▶ **PROBLEM TO SOLVE**
Copy every line below exactly.

▶ **DATA UNDER STUDY**

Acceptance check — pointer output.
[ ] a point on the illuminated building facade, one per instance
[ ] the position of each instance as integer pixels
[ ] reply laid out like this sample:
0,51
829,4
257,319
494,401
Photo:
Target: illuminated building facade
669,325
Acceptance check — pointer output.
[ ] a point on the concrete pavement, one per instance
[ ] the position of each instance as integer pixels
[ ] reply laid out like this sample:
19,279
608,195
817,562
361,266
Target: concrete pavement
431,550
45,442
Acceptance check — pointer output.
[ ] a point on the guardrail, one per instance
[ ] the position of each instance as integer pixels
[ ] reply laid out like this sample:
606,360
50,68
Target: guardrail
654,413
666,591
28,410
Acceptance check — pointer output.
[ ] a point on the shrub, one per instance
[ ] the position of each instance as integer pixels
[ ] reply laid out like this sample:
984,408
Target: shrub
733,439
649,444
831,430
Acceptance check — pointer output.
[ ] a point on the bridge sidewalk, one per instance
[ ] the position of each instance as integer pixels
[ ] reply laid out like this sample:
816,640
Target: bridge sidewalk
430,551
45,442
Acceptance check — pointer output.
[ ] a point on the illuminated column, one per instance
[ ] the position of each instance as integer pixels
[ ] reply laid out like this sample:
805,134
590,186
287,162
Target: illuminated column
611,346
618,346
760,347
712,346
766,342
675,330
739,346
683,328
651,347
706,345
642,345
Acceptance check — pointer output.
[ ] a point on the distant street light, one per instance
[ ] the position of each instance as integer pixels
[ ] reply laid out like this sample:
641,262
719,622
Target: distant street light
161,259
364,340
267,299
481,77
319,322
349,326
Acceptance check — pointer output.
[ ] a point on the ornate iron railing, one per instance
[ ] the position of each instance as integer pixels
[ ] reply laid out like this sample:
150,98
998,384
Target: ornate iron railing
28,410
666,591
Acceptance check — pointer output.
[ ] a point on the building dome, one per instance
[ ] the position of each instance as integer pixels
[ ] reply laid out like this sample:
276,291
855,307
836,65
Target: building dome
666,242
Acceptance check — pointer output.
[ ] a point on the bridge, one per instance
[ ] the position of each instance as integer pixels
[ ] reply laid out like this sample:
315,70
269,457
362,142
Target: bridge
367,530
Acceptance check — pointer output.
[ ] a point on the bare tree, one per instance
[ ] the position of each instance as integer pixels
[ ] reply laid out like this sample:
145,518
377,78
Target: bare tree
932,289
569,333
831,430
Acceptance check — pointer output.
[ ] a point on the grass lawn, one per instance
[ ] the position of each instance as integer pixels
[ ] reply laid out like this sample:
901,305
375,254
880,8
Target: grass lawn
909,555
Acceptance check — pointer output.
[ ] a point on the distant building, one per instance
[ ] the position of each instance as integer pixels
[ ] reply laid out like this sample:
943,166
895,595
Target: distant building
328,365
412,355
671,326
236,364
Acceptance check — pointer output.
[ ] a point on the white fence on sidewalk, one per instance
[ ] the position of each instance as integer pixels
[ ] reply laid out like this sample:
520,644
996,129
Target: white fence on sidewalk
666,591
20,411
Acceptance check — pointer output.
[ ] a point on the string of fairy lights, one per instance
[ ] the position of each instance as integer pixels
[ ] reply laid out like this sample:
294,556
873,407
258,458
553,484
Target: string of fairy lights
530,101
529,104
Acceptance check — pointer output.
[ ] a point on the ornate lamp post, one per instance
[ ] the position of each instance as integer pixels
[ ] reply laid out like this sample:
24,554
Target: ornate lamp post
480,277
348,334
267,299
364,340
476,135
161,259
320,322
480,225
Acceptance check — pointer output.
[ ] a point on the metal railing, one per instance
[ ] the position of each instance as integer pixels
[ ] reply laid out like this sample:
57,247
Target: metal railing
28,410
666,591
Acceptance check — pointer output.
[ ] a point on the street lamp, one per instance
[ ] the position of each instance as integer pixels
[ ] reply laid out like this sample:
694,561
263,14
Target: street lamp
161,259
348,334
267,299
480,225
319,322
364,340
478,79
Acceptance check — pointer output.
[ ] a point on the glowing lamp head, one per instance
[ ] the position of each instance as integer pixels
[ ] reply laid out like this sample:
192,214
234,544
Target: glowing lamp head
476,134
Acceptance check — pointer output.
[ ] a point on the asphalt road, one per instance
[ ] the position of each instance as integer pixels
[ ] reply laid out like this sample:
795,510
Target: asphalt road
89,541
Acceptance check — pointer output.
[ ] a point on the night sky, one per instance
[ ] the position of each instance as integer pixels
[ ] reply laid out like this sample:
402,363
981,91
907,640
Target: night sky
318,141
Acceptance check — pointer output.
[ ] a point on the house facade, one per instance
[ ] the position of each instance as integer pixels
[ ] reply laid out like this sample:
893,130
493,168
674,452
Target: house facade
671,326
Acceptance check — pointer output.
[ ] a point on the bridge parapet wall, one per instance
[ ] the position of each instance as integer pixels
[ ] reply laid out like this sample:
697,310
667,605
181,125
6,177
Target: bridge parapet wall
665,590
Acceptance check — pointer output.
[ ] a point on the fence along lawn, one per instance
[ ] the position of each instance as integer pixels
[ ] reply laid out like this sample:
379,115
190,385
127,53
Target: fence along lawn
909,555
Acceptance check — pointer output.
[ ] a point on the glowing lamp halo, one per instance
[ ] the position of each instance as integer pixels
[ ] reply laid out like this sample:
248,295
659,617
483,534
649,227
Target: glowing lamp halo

▶ **EXERCISE ANSWER**
Acceptance check — pointer output.
[ ] a point on the illuminated building facade, one per instance
[ ] the position of each instance as integer pixels
[ ] reply laid out like this sample:
0,51
829,4
257,319
494,401
Photo:
Target: illuminated building facade
669,325
Acceptance check — pointer output.
[ ] a point on the concrete pavement, one per instance
[ ] the position of each instance as integer pixels
[ ] reply laid out like this sample:
19,279
608,195
817,562
361,266
Target: concrete pavement
431,550
45,442
Acceptance check — pointer output.
[ ] a point on the guardrail, one per instance
[ ] the position of each instance as integer pixels
[ ] reply laid out like this sample:
606,360
50,68
Target: guardrail
654,413
666,591
28,410
Acceptance check — pointer output.
[ ] a point on the shrub, one per instance
[ ] the position of each instance as integer pixels
[ ] reply laid out like this sample:
984,408
Target: shrub
733,439
649,444
831,430
Acceptance check — pointer output.
[ ] a point on the bridge sidewalk, one per instance
[ ] the position of each instance as integer pixels
[ ] reply laid out like this sample:
816,640
Target: bridge sidewalk
430,551
45,442
Acceptance check — pointer output.
[ ] a point on the illuminated column, one per instance
[ ] the position of each instance as integer pixels
[ ] reply laid out like this sample:
805,134
590,186
287,162
Target: illuminated column
611,346
618,346
760,347
712,346
766,342
675,330
739,346
683,328
651,347
706,345
642,345
Acceptance check — pointer output.
[ ] a point on the distant street light, one per instance
[ ] the position of each instance as integer pixels
[ ] reply laid out like this sample:
641,262
719,622
Target: distant street light
161,259
364,340
267,299
481,77
319,322
349,326
Acceptance check — pointer output.
[ ] a point on the ornate iron railing, one per instance
[ ] the position of each instance as integer pixels
[ ] reply laid out like this sample:
150,98
998,384
Target: ornate iron railing
28,410
666,591
Acceptance check — pointer output.
[ ] a point on the building dome, one per instance
[ ] the position of each instance as integer pixels
[ ] reply laid out like this sample:
276,291
855,307
836,65
Target: building dome
666,242
Acceptance check — pointer output.
[ ] a point on the bridge, one per instance
[ ] the position of each instance as integer pixels
[ ] reply laid out like this sample:
315,70
269,457
362,142
Target: bridge
367,530
Acceptance check — pointer output.
[ ] a point on the bare tree, one per instance
[ ] the position of each instance as integer pixels
[ ] reply laid out like this sample:
145,518
377,78
Target: bare tree
932,289
569,333
831,430
Acceptance check — pointer output.
[ ] a point on the grass lawn, one per instance
[ ] the position of each instance as integer pixels
[ ] reply laid out like this sample:
901,305
375,254
880,8
Target: grass lawn
909,555
Acceptance check — pointer output.
[ ] a point on the distant building, one per instance
[ ] the position of each instance as integer pixels
[ ] reply laid out like this sample:
943,166
895,595
Target: distant building
328,365
412,355
671,326
236,364
Acceptance check — pointer output.
[ ] a point on the white fence on sidewalk, one per instance
[ ] the position of each instance as integer pixels
[ ] reply laid out like this sample:
520,644
996,129
Target: white fence on sidewalk
666,591
20,411
Acceptance check — pointer output.
[ ] a point on the string of fairy lights, one per instance
[ ] the position of each instance as integer pixels
[ ] reply laid out like this sample:
294,556
873,407
258,458
553,484
Target: string of fairy lights
530,101
529,104
Acceptance check — pointer output.
[ ] a point on the ornate lamp post, one per instance
[ ] the position of each instance as integer pixels
[ ] reply laid out like this sample:
24,554
Target: ornate lamp post
480,277
348,334
267,299
364,340
476,135
161,259
320,322
480,225
Acceptance check — pointer output.
[ ] a point on the metal railing, one per instance
[ ] the position of each instance as integer pixels
[ ] reply laid out like this sample:
57,247
Target: metal railing
28,410
666,591
Acceptance check — pointer output.
[ ] a point on the street lamp, one per instance
[ ] the position of each instance as integer pixels
[ ] reply laid out like this sample:
694,561
263,14
Target: street lamp
161,259
348,334
267,299
480,225
319,322
364,340
478,79
Acceptance check — pointer output.
[ ] a point on the glowing lamp head, one per instance
[ ] the position of each instance as integer pixels
[ ] reply laid out like this sample:
192,214
234,544
Target: glowing lamp head
476,134
Acceptance check — pointer output.
[ ] a point on the asphalt road, one per instance
[ ] the position of each instance as integer pixels
[ ] reply laid out like this sample:
795,510
Target: asphalt road
89,541
Acceptance check — pointer output.
[ ] a point on the night sky, one per instance
[ ] the position of each instance as integer pixels
[ ] reply laid out like this sample:
402,363
981,91
907,640
Target: night sky
318,141
Acceptance check — pointer output.
[ ] a point on the house facade, one per instance
[ ] the position of each instance as integer pixels
[ ] reply laid out like this sample:
893,130
493,168
674,452
Target: house facade
671,326
Acceptance check — pointer output.
[ ] a point on the bridge parapet wall, one per instance
[ ] the position of each instance as integer pixels
[ ] reply laid out like this sample:
697,310
667,605
181,125
6,177
Target: bridge parapet wall
665,590
Acceptance check — pointer output.
[ ] a point on the fence along lawn, one per instance
[ ] the position of each instance as integer pixels
[ ] reply laid out like this sample:
379,115
190,385
127,53
Target: fence along lawn
909,555
Acceptance check — pointer output.
[ ] a point on the glowing lamp halo, one per instance
[ ] the position of each instance as integer pixels
[ ] reply laid out like this sample:
248,295
659,617
483,534
649,227
Target: glowing lamp halo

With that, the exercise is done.